* _Instructions for the task_: Since pictures are not wanted in the copy, output only the rest of each record exactly.

*** Opening of Data excerpts ***

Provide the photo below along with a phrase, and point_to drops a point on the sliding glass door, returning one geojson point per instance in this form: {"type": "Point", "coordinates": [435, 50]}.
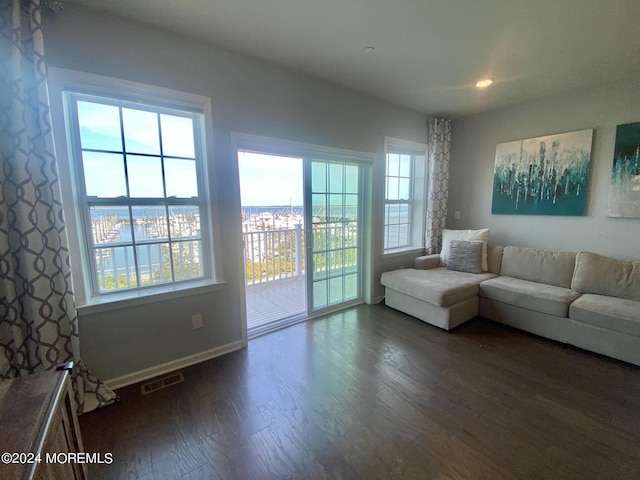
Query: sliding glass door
{"type": "Point", "coordinates": [302, 222]}
{"type": "Point", "coordinates": [335, 220]}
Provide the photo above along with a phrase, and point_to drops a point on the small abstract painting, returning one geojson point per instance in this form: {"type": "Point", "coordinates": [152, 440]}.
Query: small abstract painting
{"type": "Point", "coordinates": [543, 175]}
{"type": "Point", "coordinates": [624, 194]}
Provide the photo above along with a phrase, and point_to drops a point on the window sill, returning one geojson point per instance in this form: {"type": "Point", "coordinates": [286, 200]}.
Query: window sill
{"type": "Point", "coordinates": [116, 301]}
{"type": "Point", "coordinates": [403, 252]}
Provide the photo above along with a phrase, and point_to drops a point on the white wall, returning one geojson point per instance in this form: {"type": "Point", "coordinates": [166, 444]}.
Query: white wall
{"type": "Point", "coordinates": [247, 96]}
{"type": "Point", "coordinates": [473, 148]}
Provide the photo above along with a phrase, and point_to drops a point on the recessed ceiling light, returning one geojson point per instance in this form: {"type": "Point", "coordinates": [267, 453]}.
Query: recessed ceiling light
{"type": "Point", "coordinates": [484, 83]}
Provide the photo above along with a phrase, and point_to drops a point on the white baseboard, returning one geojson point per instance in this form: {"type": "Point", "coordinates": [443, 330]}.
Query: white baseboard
{"type": "Point", "coordinates": [377, 299]}
{"type": "Point", "coordinates": [151, 372]}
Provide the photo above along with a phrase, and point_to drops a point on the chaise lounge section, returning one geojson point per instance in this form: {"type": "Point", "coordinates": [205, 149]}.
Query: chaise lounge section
{"type": "Point", "coordinates": [582, 299]}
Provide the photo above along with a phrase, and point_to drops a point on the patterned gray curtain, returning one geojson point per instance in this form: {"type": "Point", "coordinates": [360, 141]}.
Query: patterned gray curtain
{"type": "Point", "coordinates": [38, 321]}
{"type": "Point", "coordinates": [439, 138]}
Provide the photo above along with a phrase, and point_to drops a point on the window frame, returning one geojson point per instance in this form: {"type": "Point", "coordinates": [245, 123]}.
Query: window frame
{"type": "Point", "coordinates": [63, 86]}
{"type": "Point", "coordinates": [417, 194]}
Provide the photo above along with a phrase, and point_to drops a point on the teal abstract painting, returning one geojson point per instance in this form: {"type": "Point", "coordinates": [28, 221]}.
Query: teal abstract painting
{"type": "Point", "coordinates": [546, 175]}
{"type": "Point", "coordinates": [624, 194]}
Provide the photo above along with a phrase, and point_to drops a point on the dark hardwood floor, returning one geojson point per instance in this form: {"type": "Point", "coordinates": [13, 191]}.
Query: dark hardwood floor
{"type": "Point", "coordinates": [372, 393]}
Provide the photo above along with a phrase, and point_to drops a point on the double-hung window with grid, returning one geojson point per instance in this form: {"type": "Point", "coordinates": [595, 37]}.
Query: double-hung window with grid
{"type": "Point", "coordinates": [404, 203]}
{"type": "Point", "coordinates": [139, 182]}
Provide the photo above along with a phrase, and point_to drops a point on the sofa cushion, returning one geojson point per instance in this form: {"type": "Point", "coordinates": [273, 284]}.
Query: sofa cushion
{"type": "Point", "coordinates": [438, 286]}
{"type": "Point", "coordinates": [530, 295]}
{"type": "Point", "coordinates": [551, 267]}
{"type": "Point", "coordinates": [606, 276]}
{"type": "Point", "coordinates": [612, 313]}
{"type": "Point", "coordinates": [465, 256]}
{"type": "Point", "coordinates": [481, 235]}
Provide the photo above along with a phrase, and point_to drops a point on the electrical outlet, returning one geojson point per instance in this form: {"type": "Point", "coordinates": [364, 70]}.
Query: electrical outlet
{"type": "Point", "coordinates": [196, 321]}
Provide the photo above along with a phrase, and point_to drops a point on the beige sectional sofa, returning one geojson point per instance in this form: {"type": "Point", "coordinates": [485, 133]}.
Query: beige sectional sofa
{"type": "Point", "coordinates": [583, 299]}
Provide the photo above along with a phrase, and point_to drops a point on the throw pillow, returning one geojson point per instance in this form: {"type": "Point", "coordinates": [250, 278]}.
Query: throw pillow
{"type": "Point", "coordinates": [465, 256]}
{"type": "Point", "coordinates": [481, 235]}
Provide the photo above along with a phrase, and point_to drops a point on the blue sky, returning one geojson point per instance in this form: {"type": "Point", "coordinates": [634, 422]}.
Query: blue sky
{"type": "Point", "coordinates": [270, 180]}
{"type": "Point", "coordinates": [264, 179]}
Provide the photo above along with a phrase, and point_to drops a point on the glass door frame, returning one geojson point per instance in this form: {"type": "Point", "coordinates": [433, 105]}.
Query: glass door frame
{"type": "Point", "coordinates": [335, 227]}
{"type": "Point", "coordinates": [366, 162]}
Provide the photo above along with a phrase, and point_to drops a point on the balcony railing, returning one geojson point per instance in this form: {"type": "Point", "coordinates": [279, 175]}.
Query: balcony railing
{"type": "Point", "coordinates": [272, 255]}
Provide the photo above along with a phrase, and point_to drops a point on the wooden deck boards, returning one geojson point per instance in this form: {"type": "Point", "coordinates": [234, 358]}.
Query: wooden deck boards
{"type": "Point", "coordinates": [274, 301]}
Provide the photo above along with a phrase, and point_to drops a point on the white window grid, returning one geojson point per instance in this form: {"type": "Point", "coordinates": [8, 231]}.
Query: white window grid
{"type": "Point", "coordinates": [181, 253]}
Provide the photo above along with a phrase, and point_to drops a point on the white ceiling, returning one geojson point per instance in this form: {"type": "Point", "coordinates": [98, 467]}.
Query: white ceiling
{"type": "Point", "coordinates": [428, 53]}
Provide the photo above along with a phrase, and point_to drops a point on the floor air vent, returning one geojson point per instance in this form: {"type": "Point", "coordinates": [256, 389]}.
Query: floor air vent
{"type": "Point", "coordinates": [162, 382]}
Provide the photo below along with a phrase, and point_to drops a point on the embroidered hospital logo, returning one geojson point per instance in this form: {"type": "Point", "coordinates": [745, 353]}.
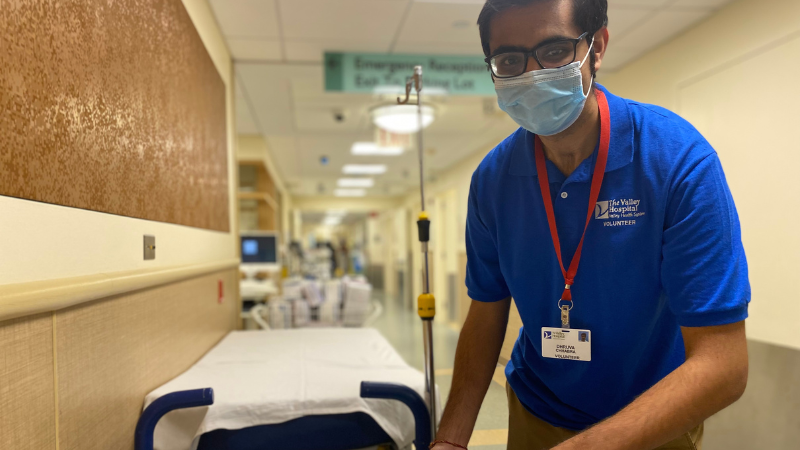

*** Close of Data excerpts ***

* _Task answer_:
Provide the photo below along with a phrase, and point_to drops a point on the sliding glass door, returning one geojson point per instance in this form: {"type": "Point", "coordinates": [435, 50]}.
Query: sliding glass door
{"type": "Point", "coordinates": [302, 222]}
{"type": "Point", "coordinates": [335, 220]}
Provide the photo above along with a phrase, and point_to drops a point on the small abstract painting, returning one geojson point per instance in this form: {"type": "Point", "coordinates": [152, 440]}.
Query: small abstract painting
{"type": "Point", "coordinates": [543, 175]}
{"type": "Point", "coordinates": [624, 194]}
Provide the photo above along with a phrase, and point_to drops a point on the window sill, returning one geojson point per instance in this form: {"type": "Point", "coordinates": [286, 200]}.
Query: window sill
{"type": "Point", "coordinates": [116, 301]}
{"type": "Point", "coordinates": [403, 252]}
Provide the photo above along with a phrase, and point_to drops a point on the white wall, returning one geojson point per instance in this form: {"type": "Point", "coordinates": [166, 444]}.
Query: white wall
{"type": "Point", "coordinates": [247, 96]}
{"type": "Point", "coordinates": [473, 148]}
Provide the photo above along with a phrase, and point_to drops a point on the recessed ceiling light, returning one geojson point per instance in this form: {"type": "Point", "coordinates": [267, 453]}.
Query: recessed ceiling light
{"type": "Point", "coordinates": [484, 83]}
Provide the photo above along with a phrase, and point_to drops a point on the white baseboard, returning one geojson point per instance in this form: {"type": "Point", "coordinates": [443, 330]}.
Query: white baseboard
{"type": "Point", "coordinates": [377, 299]}
{"type": "Point", "coordinates": [151, 372]}
Provide the photo above along with a phrase, and point_to drops a point on the chaise lounge section, returning one geojson point per instance in this form: {"type": "Point", "coordinates": [205, 149]}.
Query: chaise lounge section
{"type": "Point", "coordinates": [582, 299]}
Provide the photo above along with a phrase, and point_to drops a point on the patterned gray curtain, returning one geojson point per instance in this form: {"type": "Point", "coordinates": [360, 141]}.
Query: patterned gray curtain
{"type": "Point", "coordinates": [38, 321]}
{"type": "Point", "coordinates": [439, 138]}
Provide the photo above along with a phrase, and point_to drops a point on the window frame, returning one geojson point per instance in this form: {"type": "Point", "coordinates": [245, 123]}.
Query: window frame
{"type": "Point", "coordinates": [63, 86]}
{"type": "Point", "coordinates": [417, 194]}
Provide the photo above along with a phrase, and point_to drops a point on the teal abstract painting, returning one geojson point per instance in this form: {"type": "Point", "coordinates": [28, 221]}.
Query: teal abstract painting
{"type": "Point", "coordinates": [546, 175]}
{"type": "Point", "coordinates": [624, 194]}
Provide the photo above along with a phrase, and point_to drops a point on the dark hardwood floor, returning one geojson point per instance in this form: {"type": "Point", "coordinates": [13, 191]}.
Query: dark hardwood floor
{"type": "Point", "coordinates": [372, 393]}
Provide the photo above along with a phrase, and point_to drops a point on the double-hung window with grid, returning one geojson point per instance in this form: {"type": "Point", "coordinates": [595, 37]}.
Query: double-hung window with grid
{"type": "Point", "coordinates": [404, 203]}
{"type": "Point", "coordinates": [139, 182]}
Provide the photo above along with a phrase, and point_to drops a point on the sofa cushion, returning one geojson point per instance in this form: {"type": "Point", "coordinates": [273, 284]}.
Query: sofa cushion
{"type": "Point", "coordinates": [438, 286]}
{"type": "Point", "coordinates": [530, 295]}
{"type": "Point", "coordinates": [551, 267]}
{"type": "Point", "coordinates": [606, 276]}
{"type": "Point", "coordinates": [612, 313]}
{"type": "Point", "coordinates": [465, 256]}
{"type": "Point", "coordinates": [481, 235]}
Provide the photo above along with a phrase, and point_to drops a point on the electrical outlet, returning one geojson point per instance in this form: {"type": "Point", "coordinates": [364, 70]}.
Query: electrical outlet
{"type": "Point", "coordinates": [196, 321]}
Provide the photo above along with a phrase, and point_to drops a point on the beige sectional sofa, returning one geojson point per instance in this form: {"type": "Point", "coordinates": [485, 133]}.
Query: beige sectional sofa
{"type": "Point", "coordinates": [583, 299]}
Provide the photo above along with a phrase, and point_to drops a point on the throw pillow, returning one geojson point per instance in this form: {"type": "Point", "coordinates": [250, 278]}.
Query: throw pillow
{"type": "Point", "coordinates": [465, 256]}
{"type": "Point", "coordinates": [481, 235]}
Provide the photo above along with a phrase, and point_to drops a point on the blue sky, returning one geojson point per instance in this form: {"type": "Point", "coordinates": [634, 422]}.
Query: blue sky
{"type": "Point", "coordinates": [270, 180]}
{"type": "Point", "coordinates": [264, 179]}
Provide the photo above along with a phrase, and point_to drops a point on the glass door frame, returning one geojson point per instance in this form: {"type": "Point", "coordinates": [433, 105]}.
Query: glass door frame
{"type": "Point", "coordinates": [335, 227]}
{"type": "Point", "coordinates": [366, 162]}
Provide the photo above along with a phrase, and point_to drops a point on the balcony railing, returning one geojson point per instance in this form: {"type": "Point", "coordinates": [279, 175]}.
Query: balcony railing
{"type": "Point", "coordinates": [272, 255]}
Provide the photo above along with a phrase, and point_to drops a point on the wooden deck boards, returning one geojson point per instance in this form: {"type": "Point", "coordinates": [234, 358]}.
Query: wooden deck boards
{"type": "Point", "coordinates": [274, 301]}
Provide the photo above along with a phrase, and point_to drops a point on the white window grid, returning one geojson point per instance in this form: {"type": "Point", "coordinates": [8, 231]}.
Query: white window grid
{"type": "Point", "coordinates": [181, 253]}
Provide the photo above along with a phrase, and point_to drops a point on the white ceiling, returning one geojson point per instance in this form: {"type": "Point", "coordinates": [98, 467]}.
Query: white ceiling
{"type": "Point", "coordinates": [428, 53]}
Provide the photo above along with a phrase, and point_to drops a point on the floor air vent, returning one geojson point per instance in this form: {"type": "Point", "coordinates": [256, 389]}.
Query: floor air vent
{"type": "Point", "coordinates": [162, 382]}
Provide the photo below along with a phrase, and point_to drops a point on the embroidered hospital logo, returning one geojson point per instance in this form: {"type": "Point", "coordinates": [745, 353]}.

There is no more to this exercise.